*** Begin section ***

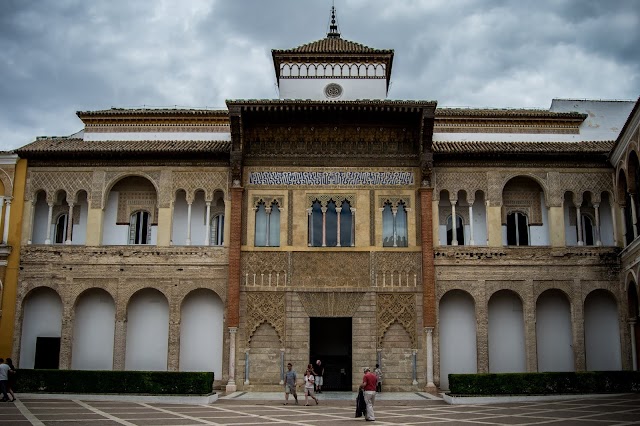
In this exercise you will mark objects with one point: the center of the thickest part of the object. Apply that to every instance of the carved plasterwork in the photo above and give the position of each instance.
(130, 202)
(337, 198)
(396, 307)
(394, 200)
(470, 182)
(207, 181)
(266, 307)
(331, 304)
(54, 181)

*** End section ***

What needs to be done: Set the records down again precisely, skipping every image.

Finished exercise:
In this exercise you will mark objects with one point: the center of the thickest part of the object. Apply that to every instance of the carved plasterwork in the photo above and give the position of each instance.
(130, 202)
(337, 198)
(396, 307)
(394, 200)
(470, 182)
(207, 181)
(266, 307)
(331, 304)
(54, 181)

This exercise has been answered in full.